[Labeled region records]
☆ ☆ ☆ ☆ ☆ ☆ ☆

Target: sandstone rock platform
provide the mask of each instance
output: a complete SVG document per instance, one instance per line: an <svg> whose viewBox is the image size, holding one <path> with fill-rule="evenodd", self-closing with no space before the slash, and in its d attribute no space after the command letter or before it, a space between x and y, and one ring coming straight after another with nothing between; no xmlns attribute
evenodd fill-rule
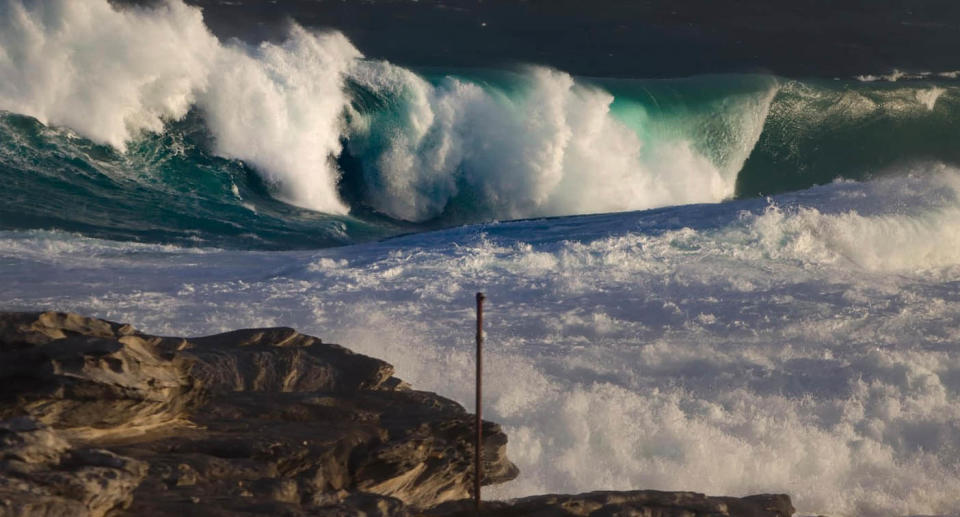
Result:
<svg viewBox="0 0 960 517"><path fill-rule="evenodd" d="M458 515L473 418L289 328L151 336L0 313L0 516ZM518 475L484 422L485 485ZM787 516L786 496L595 492L484 515Z"/></svg>

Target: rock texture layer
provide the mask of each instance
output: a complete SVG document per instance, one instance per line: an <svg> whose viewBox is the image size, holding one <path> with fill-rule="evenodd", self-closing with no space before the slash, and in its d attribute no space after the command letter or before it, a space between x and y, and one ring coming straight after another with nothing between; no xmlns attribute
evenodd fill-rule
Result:
<svg viewBox="0 0 960 517"><path fill-rule="evenodd" d="M0 515L393 515L469 496L472 418L292 329L0 315ZM484 484L516 477L484 423Z"/></svg>
<svg viewBox="0 0 960 517"><path fill-rule="evenodd" d="M710 497L695 492L590 492L579 495L538 495L507 502L483 503L480 515L557 517L789 517L790 497L764 494L748 497ZM445 503L427 512L431 516L468 517L475 507L465 501Z"/></svg>
<svg viewBox="0 0 960 517"><path fill-rule="evenodd" d="M288 328L200 338L0 313L0 517L473 515L473 418ZM483 484L517 468L484 422ZM483 515L787 517L784 495L593 492Z"/></svg>

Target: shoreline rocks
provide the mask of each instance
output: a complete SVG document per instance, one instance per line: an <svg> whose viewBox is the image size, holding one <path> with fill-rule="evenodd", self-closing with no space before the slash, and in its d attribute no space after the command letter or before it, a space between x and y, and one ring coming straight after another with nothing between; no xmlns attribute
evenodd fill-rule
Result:
<svg viewBox="0 0 960 517"><path fill-rule="evenodd" d="M472 415L293 329L172 338L0 313L0 382L0 516L473 511ZM483 484L514 479L506 434L492 422L483 434ZM786 496L757 497L596 492L483 513L792 514ZM668 507L686 513L656 509Z"/></svg>

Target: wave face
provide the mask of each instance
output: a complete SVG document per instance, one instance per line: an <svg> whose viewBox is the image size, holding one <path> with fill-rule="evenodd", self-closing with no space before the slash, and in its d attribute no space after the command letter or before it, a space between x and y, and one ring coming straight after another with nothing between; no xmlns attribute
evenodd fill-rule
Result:
<svg viewBox="0 0 960 517"><path fill-rule="evenodd" d="M960 171L936 166L323 250L0 232L0 308L168 335L294 326L472 408L482 289L484 414L521 470L490 497L786 492L801 515L952 515L958 207Z"/></svg>
<svg viewBox="0 0 960 517"><path fill-rule="evenodd" d="M120 240L322 247L960 162L947 77L414 71L296 25L225 43L181 0L0 0L0 77L0 224Z"/></svg>

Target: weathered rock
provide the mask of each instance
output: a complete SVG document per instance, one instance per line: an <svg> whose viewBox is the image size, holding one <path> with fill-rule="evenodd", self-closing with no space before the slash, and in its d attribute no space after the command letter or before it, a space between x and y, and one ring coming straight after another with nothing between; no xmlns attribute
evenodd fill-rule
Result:
<svg viewBox="0 0 960 517"><path fill-rule="evenodd" d="M171 338L75 314L0 313L0 517L473 515L472 416L392 374L288 328ZM516 477L501 428L484 422L483 435L483 484ZM483 507L792 513L781 495L656 491Z"/></svg>
<svg viewBox="0 0 960 517"><path fill-rule="evenodd" d="M72 448L29 418L0 422L0 516L101 516L129 505L147 465Z"/></svg>
<svg viewBox="0 0 960 517"><path fill-rule="evenodd" d="M184 339L73 314L0 314L0 365L0 419L50 426L72 442L57 438L60 454L96 446L149 465L130 514L400 515L472 486L463 407L292 329ZM484 436L484 484L516 477L500 427L485 422ZM94 515L127 502L81 492L51 493Z"/></svg>
<svg viewBox="0 0 960 517"><path fill-rule="evenodd" d="M695 492L589 492L578 495L539 495L514 501L485 502L480 515L537 517L790 517L790 497L763 494L710 497ZM436 517L476 515L472 501L453 501L425 512Z"/></svg>

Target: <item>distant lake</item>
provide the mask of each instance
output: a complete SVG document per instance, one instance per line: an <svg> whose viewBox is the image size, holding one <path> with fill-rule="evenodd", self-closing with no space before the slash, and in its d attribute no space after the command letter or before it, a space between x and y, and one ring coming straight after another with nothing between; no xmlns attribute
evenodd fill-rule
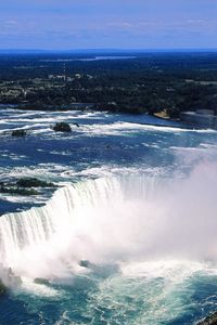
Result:
<svg viewBox="0 0 217 325"><path fill-rule="evenodd" d="M76 57L76 58L47 58L47 60L40 60L41 62L73 62L73 61L101 61L101 60L130 60L130 58L137 58L137 56L94 56L94 57Z"/></svg>

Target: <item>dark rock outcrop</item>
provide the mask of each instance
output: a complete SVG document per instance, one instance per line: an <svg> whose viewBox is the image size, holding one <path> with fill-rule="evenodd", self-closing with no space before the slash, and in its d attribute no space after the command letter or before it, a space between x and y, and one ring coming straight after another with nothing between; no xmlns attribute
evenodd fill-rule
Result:
<svg viewBox="0 0 217 325"><path fill-rule="evenodd" d="M55 132L71 132L72 131L71 126L66 122L56 122L52 129Z"/></svg>
<svg viewBox="0 0 217 325"><path fill-rule="evenodd" d="M12 136L25 136L27 132L25 130L13 130L11 135Z"/></svg>
<svg viewBox="0 0 217 325"><path fill-rule="evenodd" d="M38 180L36 178L23 178L17 180L16 185L20 187L55 187L53 183Z"/></svg>

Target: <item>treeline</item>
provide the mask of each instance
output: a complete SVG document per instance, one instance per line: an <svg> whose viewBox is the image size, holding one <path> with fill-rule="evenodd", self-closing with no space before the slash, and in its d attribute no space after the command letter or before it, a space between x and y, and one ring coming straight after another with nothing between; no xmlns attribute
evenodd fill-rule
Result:
<svg viewBox="0 0 217 325"><path fill-rule="evenodd" d="M200 108L217 112L217 53L130 55L137 57L90 62L71 61L76 57L69 54L0 56L0 80L18 82L27 91L16 98L0 95L0 103L25 101L35 109L93 103L112 112L165 109L170 117ZM48 79L62 75L64 67L67 82ZM35 78L42 80L42 87L33 82Z"/></svg>

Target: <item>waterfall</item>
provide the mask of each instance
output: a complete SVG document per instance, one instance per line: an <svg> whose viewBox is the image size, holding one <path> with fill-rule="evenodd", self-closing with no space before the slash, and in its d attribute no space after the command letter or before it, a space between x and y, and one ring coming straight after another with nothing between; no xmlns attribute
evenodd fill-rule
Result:
<svg viewBox="0 0 217 325"><path fill-rule="evenodd" d="M215 164L184 179L130 176L68 185L43 207L0 218L1 262L17 274L59 276L81 259L216 259L216 186Z"/></svg>

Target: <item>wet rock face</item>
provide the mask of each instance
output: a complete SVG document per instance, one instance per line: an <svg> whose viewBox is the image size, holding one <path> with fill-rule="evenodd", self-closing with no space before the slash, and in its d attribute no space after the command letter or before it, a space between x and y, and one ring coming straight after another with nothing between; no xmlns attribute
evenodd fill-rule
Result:
<svg viewBox="0 0 217 325"><path fill-rule="evenodd" d="M217 312L199 322L197 325L217 325Z"/></svg>

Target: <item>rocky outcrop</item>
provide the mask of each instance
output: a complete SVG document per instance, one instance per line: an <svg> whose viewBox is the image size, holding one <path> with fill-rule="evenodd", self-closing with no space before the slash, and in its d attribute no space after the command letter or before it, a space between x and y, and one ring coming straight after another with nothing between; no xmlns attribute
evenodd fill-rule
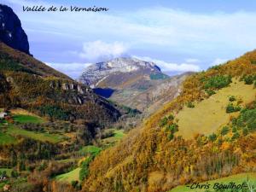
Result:
<svg viewBox="0 0 256 192"><path fill-rule="evenodd" d="M92 64L85 68L79 78L83 84L91 87L102 87L104 82L108 82L108 86L113 87L113 84L119 85L122 83L121 75L125 81L129 80L131 74L135 76L150 75L153 73L161 73L160 68L154 62L148 62L137 58L115 58L106 62ZM125 78L125 76L129 76ZM132 79L134 79L134 75ZM110 82L111 81L111 82ZM109 83L113 83L109 84Z"/></svg>
<svg viewBox="0 0 256 192"><path fill-rule="evenodd" d="M26 54L29 52L27 36L11 8L0 4L0 41Z"/></svg>

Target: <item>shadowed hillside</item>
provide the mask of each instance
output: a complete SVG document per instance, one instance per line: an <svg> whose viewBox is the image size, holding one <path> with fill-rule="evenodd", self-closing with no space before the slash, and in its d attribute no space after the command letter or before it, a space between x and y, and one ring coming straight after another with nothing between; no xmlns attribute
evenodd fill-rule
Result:
<svg viewBox="0 0 256 192"><path fill-rule="evenodd" d="M84 191L168 191L255 172L255 61L252 51L189 77L179 96L96 158ZM220 100L216 112L211 108L214 99ZM188 110L193 119L186 118ZM218 124L220 117L212 113L229 118ZM186 129L197 134L187 137L191 131Z"/></svg>

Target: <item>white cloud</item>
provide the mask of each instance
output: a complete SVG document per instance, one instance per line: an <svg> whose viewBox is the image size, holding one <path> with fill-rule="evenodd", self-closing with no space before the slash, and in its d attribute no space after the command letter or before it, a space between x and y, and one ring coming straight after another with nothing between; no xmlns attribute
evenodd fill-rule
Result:
<svg viewBox="0 0 256 192"><path fill-rule="evenodd" d="M200 62L200 60L195 59L195 58L188 58L188 59L185 59L185 61L189 62L189 63L197 63L197 62Z"/></svg>
<svg viewBox="0 0 256 192"><path fill-rule="evenodd" d="M106 60L119 57L127 51L128 48L121 42L108 44L101 40L84 44L83 52L79 56L90 61Z"/></svg>
<svg viewBox="0 0 256 192"><path fill-rule="evenodd" d="M83 42L89 42L94 49L84 49L80 53L83 60L78 54L78 59L73 57L74 61L87 62L96 57L117 56L127 52L153 58L163 56L169 61L172 55L179 61L189 56L200 61L185 60L184 64L197 63L206 68L209 64L206 61L236 57L255 49L256 44L255 12L189 13L150 7L122 12L110 9L107 13L26 13L22 12L22 5L49 4L32 0L5 2L15 4L15 11L28 33L32 54L37 55L42 50L41 44L50 44L44 54L38 54L38 59L44 61L49 57L57 58L59 62L67 61L71 54L63 55L63 49L81 52ZM102 46L97 46L100 53L95 53L97 47L92 43L98 39L98 45ZM61 49L56 50L59 47Z"/></svg>
<svg viewBox="0 0 256 192"><path fill-rule="evenodd" d="M229 60L227 59L220 59L220 58L217 58L215 59L212 63L211 63L211 66L217 66L217 65L219 65L219 64L223 64L223 63L225 63L226 61L228 61Z"/></svg>
<svg viewBox="0 0 256 192"><path fill-rule="evenodd" d="M67 74L69 77L78 79L81 75L81 72L91 65L92 63L49 63L45 62L49 67Z"/></svg>
<svg viewBox="0 0 256 192"><path fill-rule="evenodd" d="M157 66L161 68L161 71L172 74L173 72L198 72L201 70L200 67L195 64L189 63L173 63L166 62L161 60L152 59L148 56L133 56L135 58L145 61L154 62Z"/></svg>

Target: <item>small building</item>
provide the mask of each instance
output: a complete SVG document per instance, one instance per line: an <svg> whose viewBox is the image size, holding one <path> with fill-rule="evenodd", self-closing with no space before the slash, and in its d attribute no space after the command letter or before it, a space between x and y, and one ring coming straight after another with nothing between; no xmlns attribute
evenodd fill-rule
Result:
<svg viewBox="0 0 256 192"><path fill-rule="evenodd" d="M7 116L7 113L5 112L0 112L0 119L3 119Z"/></svg>

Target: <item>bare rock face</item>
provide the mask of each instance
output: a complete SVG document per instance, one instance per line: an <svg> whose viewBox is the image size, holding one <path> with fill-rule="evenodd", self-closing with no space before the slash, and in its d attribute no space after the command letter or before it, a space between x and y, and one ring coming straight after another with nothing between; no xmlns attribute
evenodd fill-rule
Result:
<svg viewBox="0 0 256 192"><path fill-rule="evenodd" d="M79 81L90 87L118 87L120 84L137 77L150 74L162 74L160 68L154 62L148 62L137 58L115 58L106 62L92 64L85 68Z"/></svg>
<svg viewBox="0 0 256 192"><path fill-rule="evenodd" d="M15 49L29 54L27 36L11 8L0 4L0 41Z"/></svg>

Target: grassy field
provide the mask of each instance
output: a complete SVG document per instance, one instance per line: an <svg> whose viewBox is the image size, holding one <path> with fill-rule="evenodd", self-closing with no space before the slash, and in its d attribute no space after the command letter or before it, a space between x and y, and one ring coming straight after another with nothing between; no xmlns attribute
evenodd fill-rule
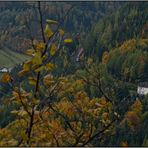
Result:
<svg viewBox="0 0 148 148"><path fill-rule="evenodd" d="M0 50L0 68L1 67L14 67L28 59L24 54L16 53L10 50Z"/></svg>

☆ ☆ ☆ ☆ ☆ ☆ ☆

Exercise details:
Will you repeat the material above, but only from the line containing "Target: grassy field" through its last line, exactly and without the pictures?

Response to the task:
Target: grassy field
provide the mask of each instance
output: a complete SVG document per instance, one instance per line: an <svg> whose viewBox is the image size, holding one <path> with fill-rule="evenodd", self-closing with no space before the slash, and in its d attribute no space after the command letter or before it, a space between x and y, and one ring coming straight after another with nothing between; no xmlns attribute
evenodd fill-rule
Result:
<svg viewBox="0 0 148 148"><path fill-rule="evenodd" d="M0 50L0 68L1 67L14 67L28 59L24 54L16 53L10 50Z"/></svg>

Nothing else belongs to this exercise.